Text section:
>>>
In re Gary BOBOFCHAK, Dolores Bobofchak, Debtors.
Lois V. HAYNES, Plaintiff,
v.
Gary BOBOFCHAK, Defendant.
Bankruptcy No. 88-1901-NB, Adv. No. 88-01052-NB.
United States Bankruptcy Court, E.D. Virginia, Norfolk Division.
May 30, 1989.*466 Robert V. Roussos, Norfolk, Va., for debtors.
Carl E. Eason, Pretlow, Eason & Pretlow, P.C., Suffolk, Va., for plaintiff.
AMENDED OPINION AND ORDER
HAL J. BONNEY, Jr., Bankruptcy Judge.
THE OPINION AND ORDER IN THIS CASE ISSUED BY THIS COURT ON APRIL 27, 1989, IS HEREBY VOID.
The plaintiff and debtor opened a photography studio business in January 1985. Although no written agreement was executed, the parties agreed to form a general partnership under the name of Haynes-Gary and allow the debtor to begin operating the studio in Virginia Beach, while the plaintiff, Lois Haynes, remained in Smithfield, Virginia. Mrs. Haynes was able to obtain financing for the new studio through the Bank of Isle of Wight and started a partnership checking account, Sixteen Thousand Dollars ($16,000.00), to last at least six months towards the expenditures in the operation of the studio. The parties did not discuss whether the debtor was entitled to draw money from the account for compensation.
<<<
Given entries:
>>>
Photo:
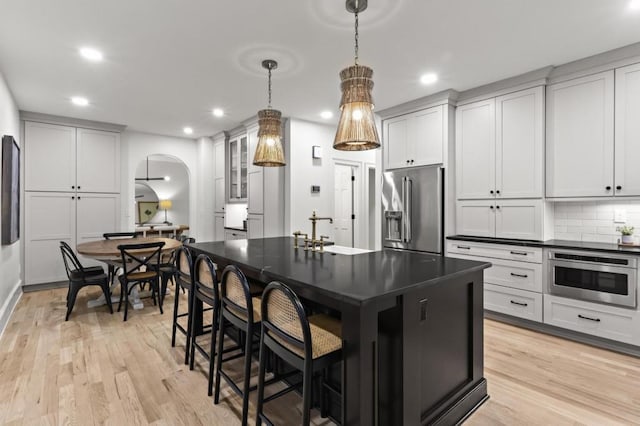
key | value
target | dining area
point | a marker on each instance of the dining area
(215, 311)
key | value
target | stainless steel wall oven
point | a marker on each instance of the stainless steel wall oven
(593, 276)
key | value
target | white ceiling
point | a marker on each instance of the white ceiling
(169, 62)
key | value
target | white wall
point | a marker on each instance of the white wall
(302, 171)
(594, 221)
(10, 282)
(136, 146)
(176, 189)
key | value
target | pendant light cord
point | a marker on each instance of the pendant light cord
(269, 106)
(356, 38)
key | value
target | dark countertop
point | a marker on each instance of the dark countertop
(351, 278)
(233, 228)
(562, 244)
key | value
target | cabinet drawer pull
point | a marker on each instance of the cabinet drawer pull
(589, 318)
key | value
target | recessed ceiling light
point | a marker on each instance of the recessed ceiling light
(91, 54)
(80, 101)
(429, 78)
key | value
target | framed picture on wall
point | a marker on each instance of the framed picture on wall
(10, 190)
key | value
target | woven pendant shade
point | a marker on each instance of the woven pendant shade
(269, 152)
(357, 127)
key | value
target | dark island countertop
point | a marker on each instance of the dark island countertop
(562, 244)
(351, 278)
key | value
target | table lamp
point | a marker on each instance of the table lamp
(165, 205)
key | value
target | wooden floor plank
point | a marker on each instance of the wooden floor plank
(97, 369)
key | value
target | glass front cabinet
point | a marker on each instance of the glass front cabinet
(238, 168)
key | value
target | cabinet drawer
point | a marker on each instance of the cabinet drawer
(508, 273)
(498, 251)
(230, 234)
(510, 301)
(609, 322)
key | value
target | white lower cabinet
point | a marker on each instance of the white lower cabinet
(255, 226)
(514, 219)
(511, 287)
(218, 227)
(51, 217)
(619, 324)
(510, 301)
(232, 234)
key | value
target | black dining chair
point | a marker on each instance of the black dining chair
(80, 276)
(112, 269)
(140, 264)
(309, 344)
(168, 268)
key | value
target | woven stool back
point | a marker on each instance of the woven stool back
(284, 318)
(235, 294)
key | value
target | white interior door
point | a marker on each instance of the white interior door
(50, 217)
(344, 205)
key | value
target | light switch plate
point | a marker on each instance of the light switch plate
(620, 216)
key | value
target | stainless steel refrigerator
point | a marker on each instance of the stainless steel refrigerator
(413, 214)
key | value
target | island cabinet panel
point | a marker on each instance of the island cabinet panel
(443, 336)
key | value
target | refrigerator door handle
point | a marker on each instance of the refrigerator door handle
(408, 205)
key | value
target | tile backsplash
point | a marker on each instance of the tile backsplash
(594, 221)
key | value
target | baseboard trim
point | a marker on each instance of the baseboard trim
(587, 339)
(45, 286)
(9, 306)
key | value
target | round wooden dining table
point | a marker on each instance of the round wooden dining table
(107, 251)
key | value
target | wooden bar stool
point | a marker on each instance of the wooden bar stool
(308, 344)
(184, 280)
(240, 310)
(205, 289)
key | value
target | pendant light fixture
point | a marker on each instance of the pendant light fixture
(269, 152)
(357, 127)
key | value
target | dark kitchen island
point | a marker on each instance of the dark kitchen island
(412, 324)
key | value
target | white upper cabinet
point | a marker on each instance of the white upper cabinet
(519, 219)
(520, 144)
(500, 147)
(219, 179)
(627, 130)
(97, 159)
(415, 139)
(66, 159)
(50, 157)
(580, 138)
(475, 150)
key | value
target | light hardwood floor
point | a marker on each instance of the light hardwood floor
(95, 369)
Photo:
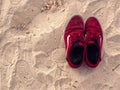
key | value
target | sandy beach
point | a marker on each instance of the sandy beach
(32, 51)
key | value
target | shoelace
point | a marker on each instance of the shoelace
(75, 36)
(94, 35)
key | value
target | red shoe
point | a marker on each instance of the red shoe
(94, 40)
(74, 41)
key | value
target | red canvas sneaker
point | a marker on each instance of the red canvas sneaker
(74, 41)
(94, 40)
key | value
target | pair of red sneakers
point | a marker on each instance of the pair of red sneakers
(83, 43)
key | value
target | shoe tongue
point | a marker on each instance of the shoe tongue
(76, 44)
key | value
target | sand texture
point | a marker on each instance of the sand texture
(32, 51)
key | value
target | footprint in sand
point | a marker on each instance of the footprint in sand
(43, 62)
(49, 41)
(15, 2)
(63, 84)
(23, 16)
(116, 85)
(58, 55)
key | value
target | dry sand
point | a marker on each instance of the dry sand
(32, 52)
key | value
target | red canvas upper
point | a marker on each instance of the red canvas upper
(94, 35)
(74, 32)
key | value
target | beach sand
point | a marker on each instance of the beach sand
(32, 51)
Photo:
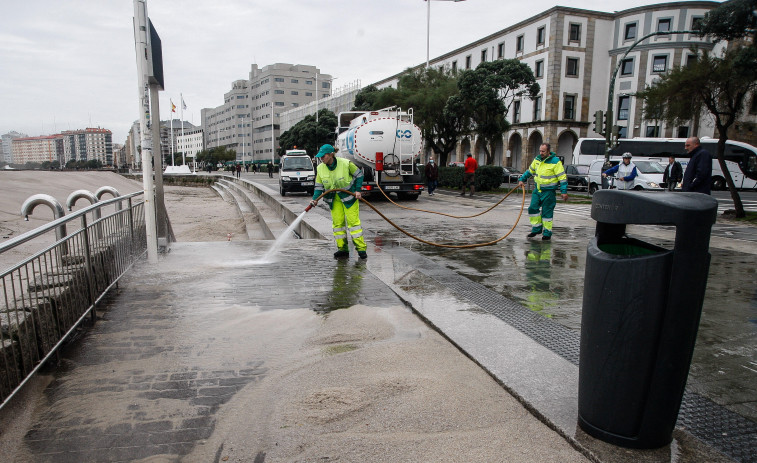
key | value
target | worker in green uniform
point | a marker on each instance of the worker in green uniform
(549, 174)
(334, 173)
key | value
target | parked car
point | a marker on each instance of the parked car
(578, 176)
(649, 175)
(511, 174)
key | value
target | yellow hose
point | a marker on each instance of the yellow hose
(442, 245)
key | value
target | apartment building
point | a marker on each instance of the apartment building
(248, 120)
(87, 145)
(573, 54)
(48, 148)
(7, 139)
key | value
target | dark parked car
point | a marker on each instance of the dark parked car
(511, 175)
(578, 176)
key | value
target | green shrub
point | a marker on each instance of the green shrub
(487, 177)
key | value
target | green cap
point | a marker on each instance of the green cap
(325, 149)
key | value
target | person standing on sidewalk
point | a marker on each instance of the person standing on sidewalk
(432, 176)
(469, 175)
(548, 173)
(673, 174)
(340, 173)
(698, 175)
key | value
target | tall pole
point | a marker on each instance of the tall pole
(141, 46)
(428, 30)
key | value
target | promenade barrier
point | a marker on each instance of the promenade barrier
(47, 295)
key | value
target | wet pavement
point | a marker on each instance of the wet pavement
(165, 379)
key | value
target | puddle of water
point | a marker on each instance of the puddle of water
(268, 257)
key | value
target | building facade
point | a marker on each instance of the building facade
(48, 148)
(87, 145)
(7, 152)
(573, 54)
(249, 119)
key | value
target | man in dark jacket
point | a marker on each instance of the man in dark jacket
(698, 175)
(673, 174)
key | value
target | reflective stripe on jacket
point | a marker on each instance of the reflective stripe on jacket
(548, 174)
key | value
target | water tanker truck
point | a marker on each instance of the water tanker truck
(387, 145)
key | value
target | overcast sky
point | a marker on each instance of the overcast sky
(70, 64)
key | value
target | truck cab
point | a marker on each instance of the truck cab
(296, 173)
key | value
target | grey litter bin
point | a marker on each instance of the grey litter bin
(641, 310)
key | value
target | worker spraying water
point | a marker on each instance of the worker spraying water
(340, 173)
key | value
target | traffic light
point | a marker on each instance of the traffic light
(599, 122)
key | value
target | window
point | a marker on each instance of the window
(660, 63)
(696, 23)
(663, 25)
(624, 106)
(539, 69)
(569, 107)
(575, 33)
(571, 67)
(516, 112)
(630, 31)
(626, 69)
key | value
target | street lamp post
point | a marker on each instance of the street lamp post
(428, 25)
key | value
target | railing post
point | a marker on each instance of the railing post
(89, 269)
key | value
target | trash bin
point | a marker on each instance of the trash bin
(641, 310)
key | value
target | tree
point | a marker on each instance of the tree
(309, 135)
(488, 92)
(718, 85)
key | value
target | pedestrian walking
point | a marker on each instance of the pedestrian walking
(334, 173)
(469, 175)
(698, 175)
(432, 176)
(549, 174)
(673, 174)
(626, 172)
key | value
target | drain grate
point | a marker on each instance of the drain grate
(723, 429)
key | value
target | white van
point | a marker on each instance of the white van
(648, 174)
(296, 173)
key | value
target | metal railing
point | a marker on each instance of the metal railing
(49, 294)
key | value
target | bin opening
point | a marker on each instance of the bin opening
(630, 247)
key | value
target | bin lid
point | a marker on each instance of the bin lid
(632, 207)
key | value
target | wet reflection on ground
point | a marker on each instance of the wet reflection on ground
(548, 278)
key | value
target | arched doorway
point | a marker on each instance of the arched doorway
(565, 144)
(534, 142)
(516, 151)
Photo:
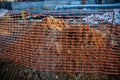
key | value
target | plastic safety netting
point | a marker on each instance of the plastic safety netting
(63, 41)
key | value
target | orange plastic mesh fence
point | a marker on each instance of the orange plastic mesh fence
(61, 44)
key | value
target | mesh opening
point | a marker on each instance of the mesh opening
(61, 43)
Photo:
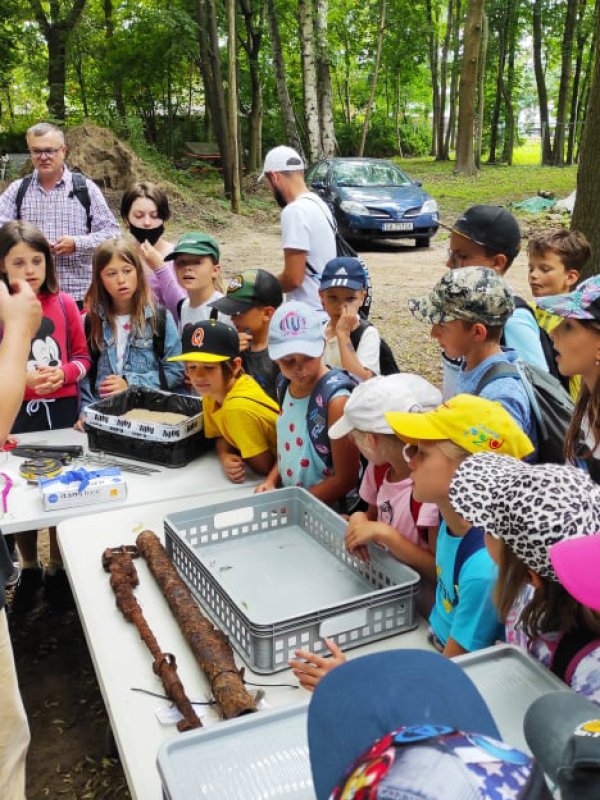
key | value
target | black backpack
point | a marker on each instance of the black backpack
(158, 345)
(546, 343)
(551, 405)
(80, 191)
(387, 362)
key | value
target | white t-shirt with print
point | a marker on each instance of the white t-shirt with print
(306, 224)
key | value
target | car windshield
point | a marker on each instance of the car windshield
(369, 174)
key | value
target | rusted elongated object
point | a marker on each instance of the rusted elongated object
(209, 645)
(123, 579)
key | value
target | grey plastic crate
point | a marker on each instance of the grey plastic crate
(273, 572)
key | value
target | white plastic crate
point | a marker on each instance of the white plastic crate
(273, 572)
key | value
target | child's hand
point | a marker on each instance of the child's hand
(349, 319)
(312, 668)
(112, 384)
(234, 467)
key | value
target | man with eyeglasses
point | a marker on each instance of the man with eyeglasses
(55, 200)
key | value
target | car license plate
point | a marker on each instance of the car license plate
(397, 226)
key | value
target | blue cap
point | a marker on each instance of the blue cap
(364, 699)
(345, 272)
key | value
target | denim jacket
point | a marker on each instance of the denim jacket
(140, 364)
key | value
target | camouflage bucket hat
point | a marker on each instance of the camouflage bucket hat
(471, 294)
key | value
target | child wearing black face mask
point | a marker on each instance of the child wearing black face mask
(145, 209)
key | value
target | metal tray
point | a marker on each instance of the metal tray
(266, 754)
(273, 571)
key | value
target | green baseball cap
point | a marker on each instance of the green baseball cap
(195, 243)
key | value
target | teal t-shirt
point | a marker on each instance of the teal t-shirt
(473, 622)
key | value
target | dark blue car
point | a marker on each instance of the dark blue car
(374, 199)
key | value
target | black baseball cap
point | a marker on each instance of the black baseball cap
(251, 288)
(492, 227)
(208, 342)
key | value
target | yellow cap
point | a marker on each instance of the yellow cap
(473, 423)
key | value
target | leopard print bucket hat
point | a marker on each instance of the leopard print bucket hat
(529, 507)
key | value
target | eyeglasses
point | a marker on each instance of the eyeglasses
(410, 452)
(45, 151)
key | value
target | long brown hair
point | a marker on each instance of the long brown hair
(97, 297)
(13, 233)
(588, 404)
(550, 610)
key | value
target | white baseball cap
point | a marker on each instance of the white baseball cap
(366, 408)
(282, 159)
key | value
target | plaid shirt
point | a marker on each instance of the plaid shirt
(59, 213)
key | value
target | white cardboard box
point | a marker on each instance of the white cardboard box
(103, 489)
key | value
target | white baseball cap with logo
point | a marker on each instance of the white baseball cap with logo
(282, 159)
(367, 405)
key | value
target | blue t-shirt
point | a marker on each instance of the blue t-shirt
(509, 391)
(473, 622)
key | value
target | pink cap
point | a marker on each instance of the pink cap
(577, 564)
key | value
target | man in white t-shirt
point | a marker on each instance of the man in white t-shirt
(307, 226)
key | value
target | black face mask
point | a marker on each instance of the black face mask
(151, 235)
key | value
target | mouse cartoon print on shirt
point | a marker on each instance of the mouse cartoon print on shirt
(45, 350)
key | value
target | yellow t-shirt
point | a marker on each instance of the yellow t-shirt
(548, 322)
(247, 418)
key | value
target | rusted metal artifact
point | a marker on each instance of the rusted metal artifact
(118, 562)
(210, 645)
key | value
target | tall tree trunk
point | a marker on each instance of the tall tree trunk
(56, 30)
(587, 202)
(324, 90)
(212, 78)
(370, 102)
(109, 27)
(481, 90)
(309, 78)
(449, 139)
(442, 153)
(558, 152)
(581, 38)
(232, 108)
(465, 162)
(253, 13)
(540, 79)
(283, 95)
(433, 43)
(508, 86)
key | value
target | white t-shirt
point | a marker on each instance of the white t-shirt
(306, 225)
(189, 315)
(123, 326)
(367, 351)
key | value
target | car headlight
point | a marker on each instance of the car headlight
(352, 207)
(429, 207)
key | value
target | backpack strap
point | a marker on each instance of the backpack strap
(470, 544)
(21, 191)
(82, 193)
(571, 649)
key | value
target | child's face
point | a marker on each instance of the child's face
(578, 348)
(195, 272)
(255, 320)
(207, 379)
(454, 338)
(548, 275)
(119, 278)
(431, 471)
(302, 371)
(22, 262)
(337, 298)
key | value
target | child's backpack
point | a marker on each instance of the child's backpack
(551, 405)
(387, 362)
(546, 343)
(80, 192)
(158, 345)
(316, 418)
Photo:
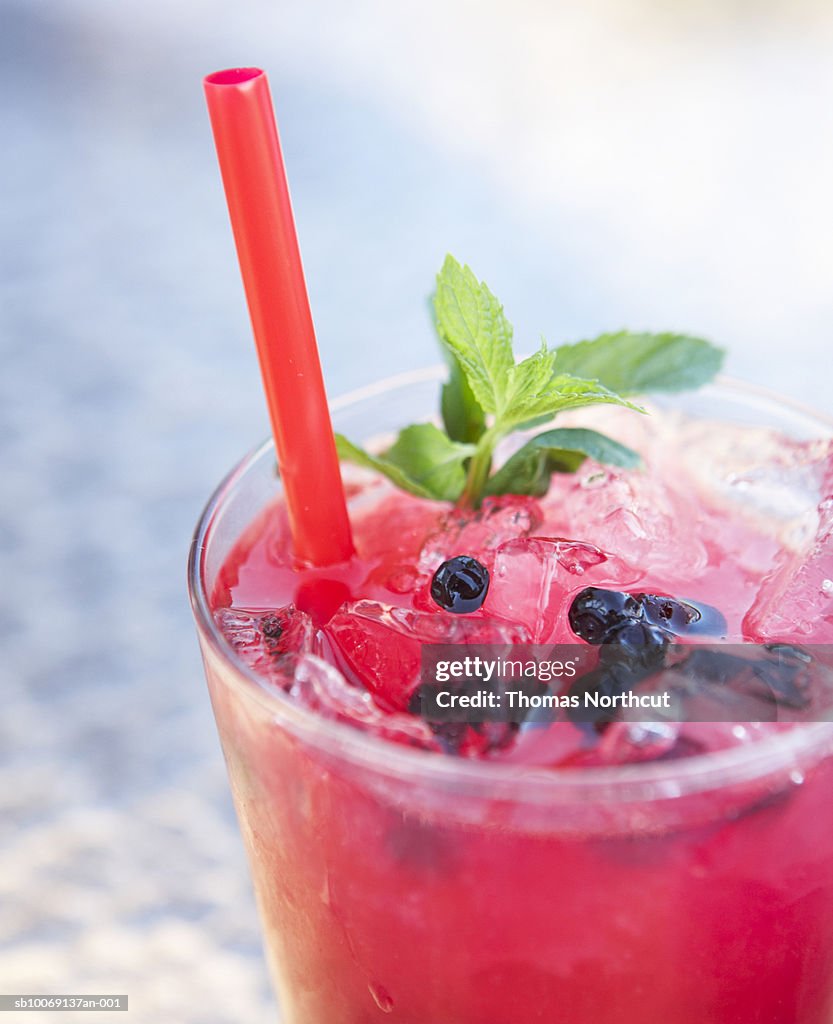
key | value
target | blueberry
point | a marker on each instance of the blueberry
(595, 611)
(460, 584)
(272, 627)
(639, 644)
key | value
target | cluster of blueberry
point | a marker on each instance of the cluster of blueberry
(640, 624)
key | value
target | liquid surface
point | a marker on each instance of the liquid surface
(735, 521)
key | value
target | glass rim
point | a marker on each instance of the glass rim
(536, 784)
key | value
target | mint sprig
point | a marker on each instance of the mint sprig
(489, 394)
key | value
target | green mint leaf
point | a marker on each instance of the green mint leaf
(351, 453)
(635, 364)
(560, 393)
(472, 327)
(530, 377)
(422, 460)
(462, 417)
(558, 451)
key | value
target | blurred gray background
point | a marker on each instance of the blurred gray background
(646, 164)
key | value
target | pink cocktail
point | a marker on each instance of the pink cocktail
(543, 871)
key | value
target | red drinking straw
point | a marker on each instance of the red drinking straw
(249, 152)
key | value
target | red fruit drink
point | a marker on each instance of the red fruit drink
(638, 875)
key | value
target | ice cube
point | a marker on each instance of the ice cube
(479, 534)
(534, 580)
(795, 601)
(262, 636)
(378, 645)
(323, 689)
(634, 515)
(625, 742)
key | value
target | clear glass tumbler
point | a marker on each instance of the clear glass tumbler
(398, 884)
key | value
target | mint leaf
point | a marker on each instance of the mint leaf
(472, 327)
(351, 453)
(422, 460)
(560, 393)
(635, 364)
(531, 376)
(462, 416)
(559, 451)
(489, 395)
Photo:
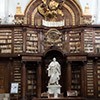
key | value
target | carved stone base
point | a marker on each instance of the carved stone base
(54, 89)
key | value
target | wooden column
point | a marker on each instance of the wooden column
(69, 76)
(23, 82)
(39, 69)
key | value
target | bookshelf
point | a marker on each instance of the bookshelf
(90, 79)
(97, 41)
(98, 78)
(74, 42)
(18, 40)
(5, 41)
(32, 42)
(88, 40)
(17, 76)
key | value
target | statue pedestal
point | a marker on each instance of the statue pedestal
(54, 89)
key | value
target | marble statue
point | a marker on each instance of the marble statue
(54, 72)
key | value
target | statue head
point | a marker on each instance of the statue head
(54, 59)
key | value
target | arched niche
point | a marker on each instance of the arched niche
(71, 9)
(47, 58)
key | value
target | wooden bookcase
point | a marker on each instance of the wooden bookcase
(18, 40)
(5, 41)
(89, 40)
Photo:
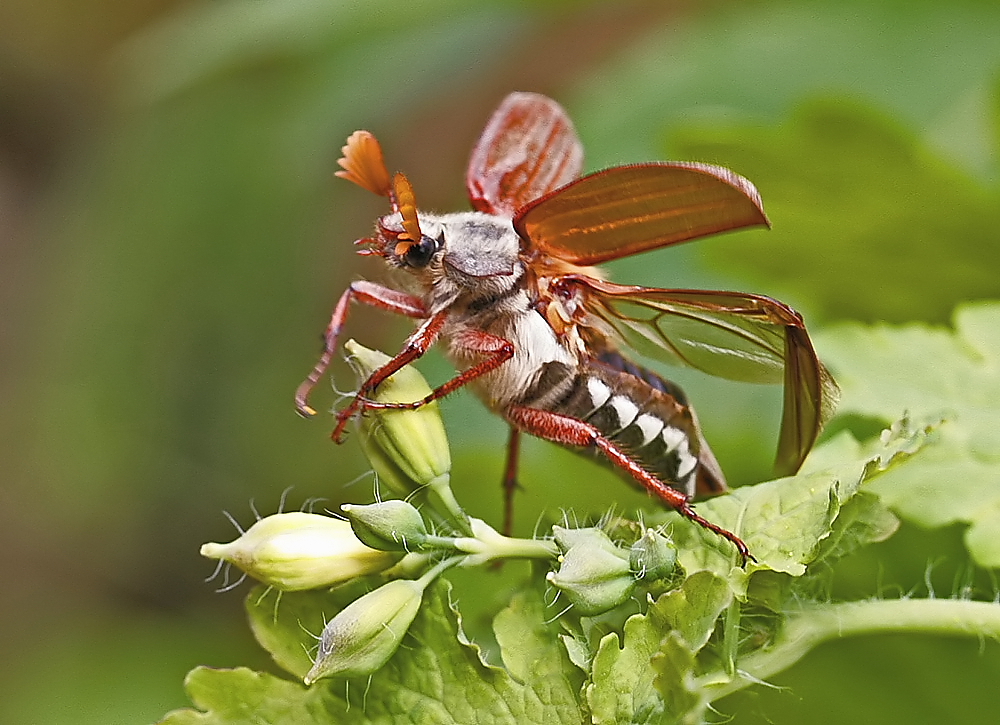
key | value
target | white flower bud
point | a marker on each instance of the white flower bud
(298, 550)
(367, 632)
(387, 525)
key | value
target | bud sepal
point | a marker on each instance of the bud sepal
(298, 550)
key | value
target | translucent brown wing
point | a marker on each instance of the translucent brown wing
(728, 334)
(629, 209)
(529, 148)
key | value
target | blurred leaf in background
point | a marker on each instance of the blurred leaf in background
(176, 244)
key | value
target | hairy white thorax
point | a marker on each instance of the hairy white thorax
(478, 276)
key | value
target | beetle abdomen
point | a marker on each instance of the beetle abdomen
(647, 416)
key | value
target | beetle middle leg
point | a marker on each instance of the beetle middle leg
(497, 349)
(570, 431)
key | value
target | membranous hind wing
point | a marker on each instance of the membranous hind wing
(528, 149)
(732, 335)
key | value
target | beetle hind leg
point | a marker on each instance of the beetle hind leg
(569, 431)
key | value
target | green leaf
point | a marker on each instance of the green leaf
(933, 373)
(646, 674)
(436, 676)
(228, 697)
(785, 521)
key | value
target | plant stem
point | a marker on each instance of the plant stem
(805, 630)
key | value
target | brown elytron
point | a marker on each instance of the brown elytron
(539, 333)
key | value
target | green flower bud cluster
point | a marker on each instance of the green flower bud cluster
(596, 575)
(410, 541)
(407, 448)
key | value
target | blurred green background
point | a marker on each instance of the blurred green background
(172, 243)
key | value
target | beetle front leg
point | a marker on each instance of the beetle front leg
(496, 348)
(370, 294)
(574, 432)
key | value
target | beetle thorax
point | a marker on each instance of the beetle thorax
(476, 264)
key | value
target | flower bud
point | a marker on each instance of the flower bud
(413, 440)
(594, 574)
(589, 536)
(367, 632)
(297, 550)
(653, 556)
(387, 525)
(407, 448)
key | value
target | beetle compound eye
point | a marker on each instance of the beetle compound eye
(419, 254)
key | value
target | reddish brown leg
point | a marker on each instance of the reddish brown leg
(573, 432)
(498, 349)
(370, 294)
(510, 484)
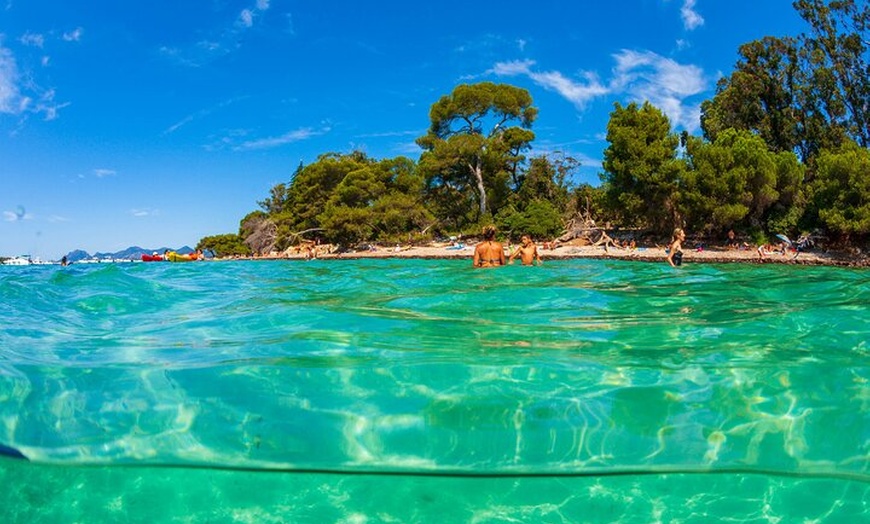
<<<
Exercise requirements:
a) According to the court opinion, in what month and year did the plaintiff and the debtor open their photography studio business?
b) Render this sentence from the court opinion into Spanish: "The parties did not discuss whether the debtor was entitled to draw money from the account for compensation."
c) Write out everything in the court opinion from "Bankruptcy No. 88-1901-NB, Adv." down to "Va., for debtors.".

Task-by-task solutions:
a) January 1985.

b) Las partes no discutieron si el deudor tenía derecho a retirar dinero de la cuenta como compensación.

c)
Bankruptcy No. 88-1901-NB, Adv. No. 88-01052-NB.
United States Bankruptcy Court, E.D. Virginia, Norfolk Division.
May 30, 1989.*466 Robert V. Roussos, Norfolk, Va., for debtors.